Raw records
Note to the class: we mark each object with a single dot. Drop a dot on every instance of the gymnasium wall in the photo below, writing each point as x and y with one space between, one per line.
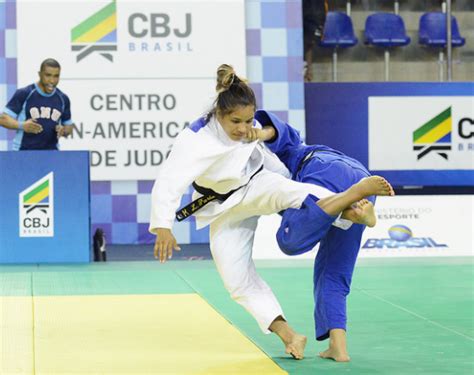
274 68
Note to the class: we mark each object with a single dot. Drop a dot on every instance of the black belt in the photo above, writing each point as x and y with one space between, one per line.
208 195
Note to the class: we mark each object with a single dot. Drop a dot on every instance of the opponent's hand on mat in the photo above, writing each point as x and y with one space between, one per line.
165 244
31 126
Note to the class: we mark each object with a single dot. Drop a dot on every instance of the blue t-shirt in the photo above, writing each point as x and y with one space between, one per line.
48 110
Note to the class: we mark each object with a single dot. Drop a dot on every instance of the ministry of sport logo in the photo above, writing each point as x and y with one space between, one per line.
435 136
97 33
36 206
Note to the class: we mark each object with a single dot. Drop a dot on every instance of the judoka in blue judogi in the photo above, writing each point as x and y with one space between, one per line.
301 229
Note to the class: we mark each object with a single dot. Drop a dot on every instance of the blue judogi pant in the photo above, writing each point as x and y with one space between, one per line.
302 229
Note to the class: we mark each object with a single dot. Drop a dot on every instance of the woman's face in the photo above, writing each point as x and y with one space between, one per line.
237 123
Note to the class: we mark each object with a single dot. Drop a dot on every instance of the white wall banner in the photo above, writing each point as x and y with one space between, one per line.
406 226
419 133
429 225
136 71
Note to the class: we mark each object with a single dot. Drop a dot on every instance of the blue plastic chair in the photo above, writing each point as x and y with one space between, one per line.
432 33
338 33
385 30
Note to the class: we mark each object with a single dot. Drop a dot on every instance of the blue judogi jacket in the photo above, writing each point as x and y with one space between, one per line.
48 110
288 145
301 229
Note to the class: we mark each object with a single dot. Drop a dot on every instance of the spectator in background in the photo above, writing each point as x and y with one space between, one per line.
40 113
314 16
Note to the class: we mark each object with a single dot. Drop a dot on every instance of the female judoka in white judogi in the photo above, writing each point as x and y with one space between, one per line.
236 179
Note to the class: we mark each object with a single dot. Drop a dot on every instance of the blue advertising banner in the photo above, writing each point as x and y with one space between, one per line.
414 134
45 208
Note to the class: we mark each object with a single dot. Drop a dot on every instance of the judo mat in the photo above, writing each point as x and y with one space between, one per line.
406 316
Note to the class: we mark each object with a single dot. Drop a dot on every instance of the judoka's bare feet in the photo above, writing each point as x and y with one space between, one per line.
296 346
361 212
334 354
294 342
337 346
373 185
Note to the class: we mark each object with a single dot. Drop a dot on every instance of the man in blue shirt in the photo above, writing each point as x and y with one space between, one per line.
40 113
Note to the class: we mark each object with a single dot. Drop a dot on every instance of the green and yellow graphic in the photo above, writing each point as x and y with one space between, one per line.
96 33
37 197
435 135
36 208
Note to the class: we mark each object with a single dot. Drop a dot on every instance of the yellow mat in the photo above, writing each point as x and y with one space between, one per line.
136 334
16 335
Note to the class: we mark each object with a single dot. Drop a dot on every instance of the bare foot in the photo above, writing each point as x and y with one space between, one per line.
296 346
337 346
294 342
373 185
336 355
361 212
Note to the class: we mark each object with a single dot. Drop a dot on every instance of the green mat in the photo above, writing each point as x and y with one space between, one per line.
405 316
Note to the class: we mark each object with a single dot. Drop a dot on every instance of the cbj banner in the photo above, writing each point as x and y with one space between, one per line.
137 72
413 133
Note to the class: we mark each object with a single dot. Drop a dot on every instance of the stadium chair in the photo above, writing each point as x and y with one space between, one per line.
432 33
385 30
338 33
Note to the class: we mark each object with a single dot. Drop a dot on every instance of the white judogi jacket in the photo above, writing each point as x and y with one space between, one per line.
205 154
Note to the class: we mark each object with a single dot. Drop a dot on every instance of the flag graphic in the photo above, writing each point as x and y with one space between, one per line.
97 33
435 135
36 206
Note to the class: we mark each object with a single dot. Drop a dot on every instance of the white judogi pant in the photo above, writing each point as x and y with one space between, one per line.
232 235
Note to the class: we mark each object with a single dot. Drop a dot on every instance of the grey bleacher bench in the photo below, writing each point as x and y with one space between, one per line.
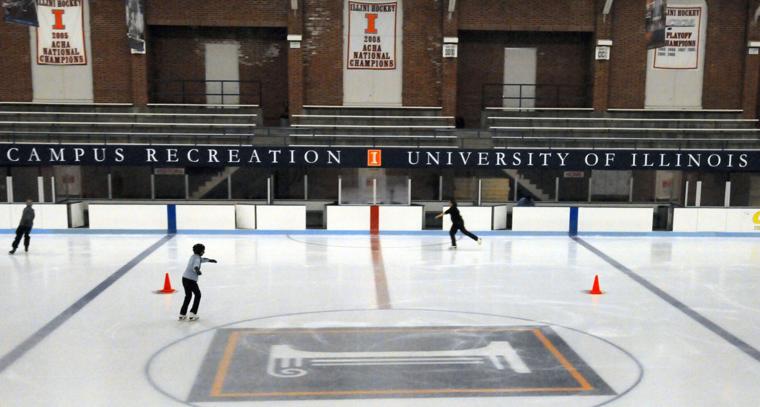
67 123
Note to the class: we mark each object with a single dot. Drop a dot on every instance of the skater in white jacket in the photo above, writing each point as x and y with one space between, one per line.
190 282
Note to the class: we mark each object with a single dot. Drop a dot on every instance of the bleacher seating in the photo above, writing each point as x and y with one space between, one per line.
125 123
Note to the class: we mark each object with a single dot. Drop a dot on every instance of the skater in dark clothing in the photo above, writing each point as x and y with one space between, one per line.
190 282
24 227
457 223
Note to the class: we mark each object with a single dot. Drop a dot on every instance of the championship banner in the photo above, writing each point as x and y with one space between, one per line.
655 23
60 35
356 157
681 50
371 35
136 25
20 12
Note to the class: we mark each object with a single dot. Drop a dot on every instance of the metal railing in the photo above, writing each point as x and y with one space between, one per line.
200 91
527 95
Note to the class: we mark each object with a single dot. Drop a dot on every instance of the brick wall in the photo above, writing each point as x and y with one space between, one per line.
521 15
562 58
179 53
111 67
422 63
228 13
323 52
724 62
15 64
722 85
628 56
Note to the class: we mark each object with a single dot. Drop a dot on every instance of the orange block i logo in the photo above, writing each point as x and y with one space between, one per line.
374 158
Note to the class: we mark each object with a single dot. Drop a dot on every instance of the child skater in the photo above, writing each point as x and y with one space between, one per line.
190 282
457 223
24 227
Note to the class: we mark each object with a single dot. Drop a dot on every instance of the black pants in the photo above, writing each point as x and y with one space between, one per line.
22 231
191 288
453 232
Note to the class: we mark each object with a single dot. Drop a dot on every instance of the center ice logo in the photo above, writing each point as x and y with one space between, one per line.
287 362
380 362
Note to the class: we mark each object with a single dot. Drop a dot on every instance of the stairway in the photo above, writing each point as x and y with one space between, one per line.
534 189
356 123
212 183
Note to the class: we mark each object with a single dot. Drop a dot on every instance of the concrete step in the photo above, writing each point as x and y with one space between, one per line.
372 111
384 120
602 133
516 121
94 128
78 117
374 130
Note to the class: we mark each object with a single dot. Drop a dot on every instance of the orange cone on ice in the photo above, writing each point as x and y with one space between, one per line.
595 290
167 286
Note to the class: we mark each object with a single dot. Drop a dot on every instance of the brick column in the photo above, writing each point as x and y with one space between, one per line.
295 61
601 83
139 78
751 66
449 69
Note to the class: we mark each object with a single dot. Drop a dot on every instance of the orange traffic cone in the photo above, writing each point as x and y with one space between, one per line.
595 289
167 286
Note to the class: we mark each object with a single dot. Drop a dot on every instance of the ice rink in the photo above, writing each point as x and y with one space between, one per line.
395 320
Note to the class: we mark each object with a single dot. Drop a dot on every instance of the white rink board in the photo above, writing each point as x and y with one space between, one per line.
76 214
475 217
245 216
347 217
539 219
735 220
400 218
615 219
46 216
142 217
500 217
281 217
206 217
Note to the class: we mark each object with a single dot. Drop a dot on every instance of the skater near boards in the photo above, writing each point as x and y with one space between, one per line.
24 228
457 223
190 282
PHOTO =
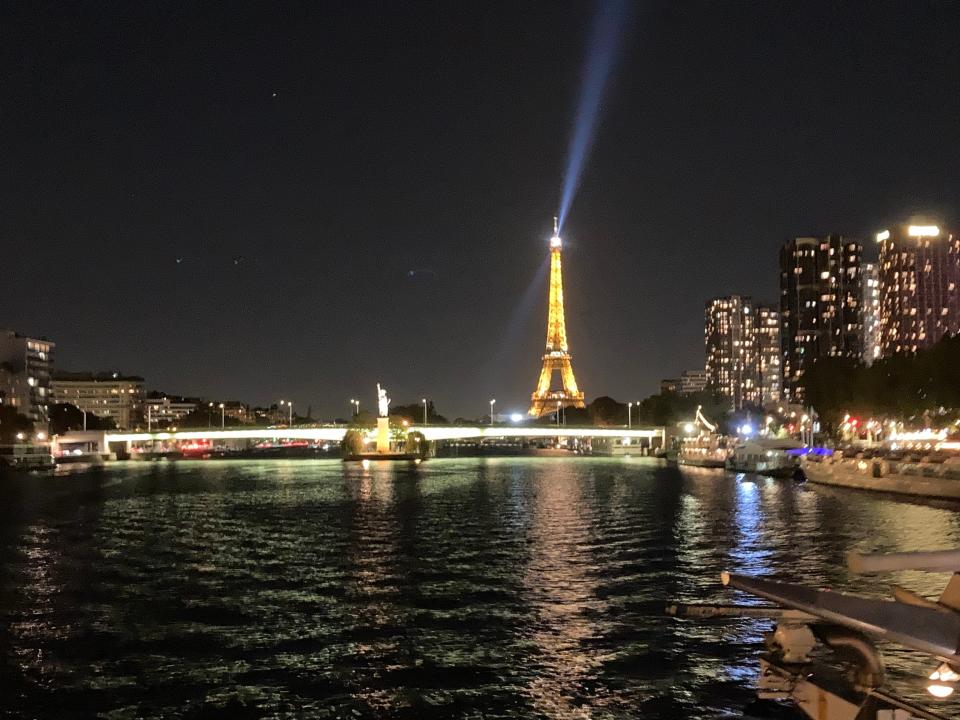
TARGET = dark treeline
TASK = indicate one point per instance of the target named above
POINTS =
(903, 386)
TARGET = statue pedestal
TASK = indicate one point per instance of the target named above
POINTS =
(383, 435)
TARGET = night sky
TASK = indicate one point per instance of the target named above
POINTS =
(364, 192)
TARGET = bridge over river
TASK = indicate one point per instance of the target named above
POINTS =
(104, 442)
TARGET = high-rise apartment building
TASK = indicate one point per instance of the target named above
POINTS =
(870, 305)
(729, 340)
(919, 273)
(769, 374)
(820, 305)
(742, 342)
(27, 365)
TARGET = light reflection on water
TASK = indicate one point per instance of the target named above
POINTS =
(463, 588)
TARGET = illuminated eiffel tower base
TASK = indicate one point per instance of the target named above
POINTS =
(557, 358)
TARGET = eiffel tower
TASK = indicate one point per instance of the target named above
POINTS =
(557, 357)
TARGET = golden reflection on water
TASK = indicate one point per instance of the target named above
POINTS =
(557, 579)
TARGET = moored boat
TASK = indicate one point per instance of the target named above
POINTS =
(776, 457)
(24, 457)
(704, 451)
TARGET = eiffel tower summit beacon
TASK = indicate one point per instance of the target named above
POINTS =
(557, 358)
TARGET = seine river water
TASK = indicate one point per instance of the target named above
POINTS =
(475, 588)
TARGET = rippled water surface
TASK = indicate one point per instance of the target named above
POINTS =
(483, 588)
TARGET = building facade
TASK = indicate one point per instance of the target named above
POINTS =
(769, 375)
(107, 395)
(742, 342)
(166, 411)
(919, 275)
(870, 305)
(730, 346)
(689, 382)
(28, 367)
(820, 305)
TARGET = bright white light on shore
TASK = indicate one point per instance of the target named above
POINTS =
(943, 681)
(923, 231)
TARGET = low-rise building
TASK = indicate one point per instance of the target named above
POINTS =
(161, 410)
(28, 366)
(108, 395)
(689, 382)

> **PROMPT**
Locate the line with "TARGET = moored boat" in the entries above; extract it and every line after it, verbatim.

> **THE OUTPUT**
TARGET = moored boat
TASK = indicate one point per instance of the target named above
POINTS =
(776, 457)
(24, 457)
(704, 451)
TARGET = eiffel tower summit beacon
TASK = indicate one point per instance of the target named above
POINTS =
(557, 358)
TARGET = seine river water
TASK = indicate one point per instance of the target named above
POINTS =
(475, 588)
TARGET = rippled water surface
TASK = indicate one point per instance of the target named above
POINTS =
(483, 588)
TARGET = building facade
TASK = indicate one point per instance of the target named above
POINTS =
(769, 375)
(107, 395)
(742, 342)
(166, 411)
(919, 275)
(870, 305)
(730, 346)
(689, 382)
(28, 367)
(820, 305)
TARGET = bright white light on shore
TASK = indicate one point per instance of the target named above
POINTS =
(943, 681)
(923, 231)
TARGET = low-rise building
TASK = indicate one point per instance of the target named above
POINTS =
(161, 410)
(28, 366)
(108, 395)
(689, 382)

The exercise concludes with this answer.